##### SELECTED EXTRACT #####

Lastly, as addressed here, http://online.wsj.com/article/SB10001424053111903480904576510660976229354.html without a growth aspect in the "plan" for managing the nation's unsustainable spending, I'm not sure there's a solution.  You can take what politicians know about stimulating growth and stuff that into a tissue box.  The only proven strategy is liberty, and that is anathema to the political animal since it renders him/her insignificant.  The pretense of significance is the life blood of the political animal.  Logically, the chance that any political body will increase liberty, "except at gunpoint" - a term I mean figuratively - is poor at best.

So all we're asking politicians to do is to: 
*revamp medicare to a system that works, does not distort medical pricing to the absurd degree it is being done now (complete disconnect between value, cost and price in the current socialized/capitalized bastard child of our "health care system").  In short, they must unlegislate all of the value distorting things they've created since WWII
*set spending limits on themselves, increase liberty, and decrease their significance in our lives
*make un-political choices about taxes that will increase the number of people who pay, and drastically simplify the ways by which tax obligations are determined.  They must make choices that eliminate waste, choices that stimulate the motive to conduct business, choices that eliminate the significance of politicians in the tax process, and choices that don't allow politicians to say they "stuck it to the other side, which is why you should vote for me."  I'm not holding my breath on this ....
*make choices which might marginally increase tax revenues, but will still essentially put the burden on the political class to cease and desist buying favor by spending tax payer money

Short of a constitutional convention, I don't see how any of the above could be accomplished.  Thus most of the discussion will be more blathering about nothing.  The result:  crisis, which is usually the justification for an elevation of tyranny.

Barry writes about goodness here:  http://www.goodnessmovement.com/Page14.html
Barry's brain is immense and powerful, and I don't know how he sees the rubber meeting the road, but from my perspective, goodness comes from humans doing what they always will, serving their own self interest, through cooperation vice coercion.  Absent the power of the state, the ability of any group to coerce another is extremely limited.

##### EXTRACTED DATA #####

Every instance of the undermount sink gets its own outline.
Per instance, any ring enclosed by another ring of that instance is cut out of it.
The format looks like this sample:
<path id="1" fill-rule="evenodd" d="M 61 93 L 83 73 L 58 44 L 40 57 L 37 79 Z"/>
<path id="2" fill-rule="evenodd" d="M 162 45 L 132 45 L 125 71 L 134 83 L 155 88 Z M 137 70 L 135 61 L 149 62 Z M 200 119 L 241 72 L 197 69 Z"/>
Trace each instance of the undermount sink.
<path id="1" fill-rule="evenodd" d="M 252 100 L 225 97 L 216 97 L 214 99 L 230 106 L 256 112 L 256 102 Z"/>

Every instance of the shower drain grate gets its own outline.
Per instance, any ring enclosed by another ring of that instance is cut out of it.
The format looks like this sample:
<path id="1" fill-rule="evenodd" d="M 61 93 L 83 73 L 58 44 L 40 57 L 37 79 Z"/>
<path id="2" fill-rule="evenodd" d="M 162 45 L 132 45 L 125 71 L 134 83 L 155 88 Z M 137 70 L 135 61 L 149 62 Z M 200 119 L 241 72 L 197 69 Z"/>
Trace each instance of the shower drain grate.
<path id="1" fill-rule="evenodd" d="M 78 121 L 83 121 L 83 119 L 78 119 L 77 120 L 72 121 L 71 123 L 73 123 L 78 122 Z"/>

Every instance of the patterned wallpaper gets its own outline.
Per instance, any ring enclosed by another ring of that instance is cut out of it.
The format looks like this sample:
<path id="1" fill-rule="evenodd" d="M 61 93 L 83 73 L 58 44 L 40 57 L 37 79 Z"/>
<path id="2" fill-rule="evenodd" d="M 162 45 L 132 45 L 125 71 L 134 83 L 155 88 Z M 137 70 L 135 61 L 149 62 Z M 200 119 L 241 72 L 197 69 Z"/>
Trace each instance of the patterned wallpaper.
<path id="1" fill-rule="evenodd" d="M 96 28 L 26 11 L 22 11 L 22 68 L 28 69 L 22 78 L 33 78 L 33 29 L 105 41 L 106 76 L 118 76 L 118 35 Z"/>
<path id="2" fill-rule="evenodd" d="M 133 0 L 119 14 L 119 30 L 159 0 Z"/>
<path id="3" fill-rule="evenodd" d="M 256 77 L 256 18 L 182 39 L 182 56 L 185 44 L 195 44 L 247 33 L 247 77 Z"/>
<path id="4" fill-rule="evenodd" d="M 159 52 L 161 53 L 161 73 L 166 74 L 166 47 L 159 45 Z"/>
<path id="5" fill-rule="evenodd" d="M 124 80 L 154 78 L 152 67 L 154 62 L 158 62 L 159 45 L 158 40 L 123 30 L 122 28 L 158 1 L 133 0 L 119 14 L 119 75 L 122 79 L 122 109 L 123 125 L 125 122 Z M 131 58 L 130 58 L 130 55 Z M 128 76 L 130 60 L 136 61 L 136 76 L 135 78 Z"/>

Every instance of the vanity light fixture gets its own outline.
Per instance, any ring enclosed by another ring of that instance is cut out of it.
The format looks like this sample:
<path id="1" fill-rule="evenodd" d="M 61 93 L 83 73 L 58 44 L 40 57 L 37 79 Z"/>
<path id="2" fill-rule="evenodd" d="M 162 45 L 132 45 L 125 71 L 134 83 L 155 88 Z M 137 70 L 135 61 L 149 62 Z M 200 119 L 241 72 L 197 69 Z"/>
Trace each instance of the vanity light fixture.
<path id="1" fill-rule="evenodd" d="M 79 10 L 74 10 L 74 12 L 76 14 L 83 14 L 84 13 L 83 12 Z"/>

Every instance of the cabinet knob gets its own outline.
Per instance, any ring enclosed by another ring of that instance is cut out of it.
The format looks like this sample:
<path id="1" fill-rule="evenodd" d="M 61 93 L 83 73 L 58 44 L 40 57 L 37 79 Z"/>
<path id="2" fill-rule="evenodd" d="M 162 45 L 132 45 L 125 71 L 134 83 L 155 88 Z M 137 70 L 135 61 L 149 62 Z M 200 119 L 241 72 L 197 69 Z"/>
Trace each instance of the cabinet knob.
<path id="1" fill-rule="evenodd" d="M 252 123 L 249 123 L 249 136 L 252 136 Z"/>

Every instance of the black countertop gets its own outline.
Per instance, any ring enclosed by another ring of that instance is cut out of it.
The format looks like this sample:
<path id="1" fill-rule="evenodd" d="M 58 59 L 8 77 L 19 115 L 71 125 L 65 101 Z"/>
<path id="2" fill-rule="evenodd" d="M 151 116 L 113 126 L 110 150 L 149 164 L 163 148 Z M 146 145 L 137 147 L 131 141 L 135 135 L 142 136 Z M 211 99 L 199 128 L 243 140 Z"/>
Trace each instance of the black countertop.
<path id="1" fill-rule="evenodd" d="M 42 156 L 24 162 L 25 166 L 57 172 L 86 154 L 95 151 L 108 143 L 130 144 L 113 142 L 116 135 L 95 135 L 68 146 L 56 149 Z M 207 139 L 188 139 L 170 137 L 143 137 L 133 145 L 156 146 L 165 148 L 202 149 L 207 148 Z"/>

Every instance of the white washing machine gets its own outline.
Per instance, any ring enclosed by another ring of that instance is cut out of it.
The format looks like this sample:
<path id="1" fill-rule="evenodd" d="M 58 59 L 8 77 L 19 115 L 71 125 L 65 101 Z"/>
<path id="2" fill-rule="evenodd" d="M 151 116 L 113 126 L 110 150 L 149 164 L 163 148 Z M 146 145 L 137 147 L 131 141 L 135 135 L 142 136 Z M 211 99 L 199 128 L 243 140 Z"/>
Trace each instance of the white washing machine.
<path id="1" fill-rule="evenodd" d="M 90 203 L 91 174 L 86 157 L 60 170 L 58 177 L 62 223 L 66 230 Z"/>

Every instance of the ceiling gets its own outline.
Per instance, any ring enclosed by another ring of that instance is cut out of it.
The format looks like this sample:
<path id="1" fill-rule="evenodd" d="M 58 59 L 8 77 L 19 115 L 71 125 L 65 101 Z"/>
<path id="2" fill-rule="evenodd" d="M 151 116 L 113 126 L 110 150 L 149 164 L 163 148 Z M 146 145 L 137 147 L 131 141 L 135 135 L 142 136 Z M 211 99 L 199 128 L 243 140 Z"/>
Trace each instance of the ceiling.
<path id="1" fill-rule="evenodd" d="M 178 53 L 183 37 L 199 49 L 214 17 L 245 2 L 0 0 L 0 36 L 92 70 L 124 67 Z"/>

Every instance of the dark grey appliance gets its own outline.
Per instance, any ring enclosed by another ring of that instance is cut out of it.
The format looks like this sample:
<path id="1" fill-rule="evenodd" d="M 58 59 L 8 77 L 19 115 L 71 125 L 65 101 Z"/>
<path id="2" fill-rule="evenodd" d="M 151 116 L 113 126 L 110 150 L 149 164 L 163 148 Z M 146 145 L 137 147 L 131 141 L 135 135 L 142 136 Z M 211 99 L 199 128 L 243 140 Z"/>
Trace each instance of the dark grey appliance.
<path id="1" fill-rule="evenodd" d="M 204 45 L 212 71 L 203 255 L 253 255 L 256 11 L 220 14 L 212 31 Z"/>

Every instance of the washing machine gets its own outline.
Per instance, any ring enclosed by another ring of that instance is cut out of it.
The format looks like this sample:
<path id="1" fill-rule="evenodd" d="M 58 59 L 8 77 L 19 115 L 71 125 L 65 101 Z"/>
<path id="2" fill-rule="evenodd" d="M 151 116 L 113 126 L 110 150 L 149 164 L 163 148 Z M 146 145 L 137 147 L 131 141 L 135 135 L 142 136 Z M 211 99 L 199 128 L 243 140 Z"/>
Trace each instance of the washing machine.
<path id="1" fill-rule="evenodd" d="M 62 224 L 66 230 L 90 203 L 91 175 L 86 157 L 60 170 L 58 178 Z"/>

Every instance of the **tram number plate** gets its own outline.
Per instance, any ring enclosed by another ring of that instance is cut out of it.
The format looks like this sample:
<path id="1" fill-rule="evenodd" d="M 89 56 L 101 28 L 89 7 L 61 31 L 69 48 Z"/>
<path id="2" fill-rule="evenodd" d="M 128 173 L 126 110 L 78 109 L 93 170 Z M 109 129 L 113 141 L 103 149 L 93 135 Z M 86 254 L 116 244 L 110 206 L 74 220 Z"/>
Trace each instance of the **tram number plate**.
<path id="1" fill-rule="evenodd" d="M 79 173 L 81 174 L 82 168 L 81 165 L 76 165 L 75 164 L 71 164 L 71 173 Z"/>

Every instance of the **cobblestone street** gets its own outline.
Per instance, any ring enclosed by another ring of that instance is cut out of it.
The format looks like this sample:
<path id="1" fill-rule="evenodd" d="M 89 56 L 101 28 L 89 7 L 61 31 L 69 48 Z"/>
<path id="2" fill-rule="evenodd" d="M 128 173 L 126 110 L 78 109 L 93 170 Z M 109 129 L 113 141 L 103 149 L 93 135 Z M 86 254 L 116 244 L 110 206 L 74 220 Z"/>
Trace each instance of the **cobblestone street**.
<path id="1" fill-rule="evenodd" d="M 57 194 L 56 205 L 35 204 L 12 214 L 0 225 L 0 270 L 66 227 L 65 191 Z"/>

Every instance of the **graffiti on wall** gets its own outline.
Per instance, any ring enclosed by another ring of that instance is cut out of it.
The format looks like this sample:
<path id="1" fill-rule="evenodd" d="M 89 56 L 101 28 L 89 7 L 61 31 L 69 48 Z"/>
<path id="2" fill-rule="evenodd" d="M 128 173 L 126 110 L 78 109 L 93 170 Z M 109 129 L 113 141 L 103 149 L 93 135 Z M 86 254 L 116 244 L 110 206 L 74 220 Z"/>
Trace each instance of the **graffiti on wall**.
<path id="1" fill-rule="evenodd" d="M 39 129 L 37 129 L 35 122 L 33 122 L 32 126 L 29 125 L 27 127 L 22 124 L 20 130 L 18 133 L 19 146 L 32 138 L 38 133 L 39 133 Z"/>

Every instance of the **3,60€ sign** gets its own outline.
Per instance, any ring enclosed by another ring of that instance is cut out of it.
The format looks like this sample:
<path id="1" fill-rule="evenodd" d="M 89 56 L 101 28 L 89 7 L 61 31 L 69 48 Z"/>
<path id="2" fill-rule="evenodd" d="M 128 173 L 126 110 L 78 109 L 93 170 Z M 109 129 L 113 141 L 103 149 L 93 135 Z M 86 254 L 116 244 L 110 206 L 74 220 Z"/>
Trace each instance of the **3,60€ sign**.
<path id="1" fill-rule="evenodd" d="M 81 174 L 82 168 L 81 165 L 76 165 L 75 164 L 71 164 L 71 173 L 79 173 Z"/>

#####

WORK TASK A:
Answer these from the piece on government spending:
(i) What does the writer call the only proven strategy?
(ii) Short of what does the writer not see how any of the listed changes could be accomplished?
(iii) In the last paragraph, where does the writer say goodness comes from?
WORK TASK B:
List every change the piece on government spending says "we're asking politicians" to make.
WORK TASK C:
Carry the piece on government spending forward from its final sentence.

RESPONSE A:
(i) Liberty.
(ii) A constitutional convention.
(iii) From humans doing what they always will, serving their own self interest, through cooperation rather than coercion.

RESPONSE B:
- Revamp Medicare into a system that works and does not distort medical pricing, undoing the value-distorting laws made since WWII.
- Set spending limits on themselves, increase liberty, and decrease their significance in people's lives.
- Make un-political choices about taxes that increase the number of people who pay and greatly simplify how tax obligations are determined.
- Make choices that might slightly raise tax revenues but still put the burden on the political class to stop buying favor with taxpayer money.

RESPONSE C:
Government's primary job, day and night, should be to defend your rights against others, and others against you.  With government focused on that job, there's little for the "special interests" to fight over, and no real way to get ahead except by being the best at giving folks what they want in the market at a price they want to pay - and doing so better than all competitors (Wal Mart, Standard Oil, etc).

In short, I get simplistic along these lines:  either you believe in the power of coercion and think we just need "better politicians" doing "smarter" legislation to make it all better to create a just and fair utopia; or you think no one is smart enough to coordinate things as complex as economies and health care transactions and all the other immensity of our world, and so it's best to let people work it out cooperatively, warts and all.

As for me, I think the moment two people agree on mutually acceptable terms is "goodness."  Informed and wise mutual agreement is more goodness, and foolish mutual agreement is less goodness.  Both of those outcomes trump coercion by a third part.  This is known colloquially as "freedom."  Perhaps you have heard this term.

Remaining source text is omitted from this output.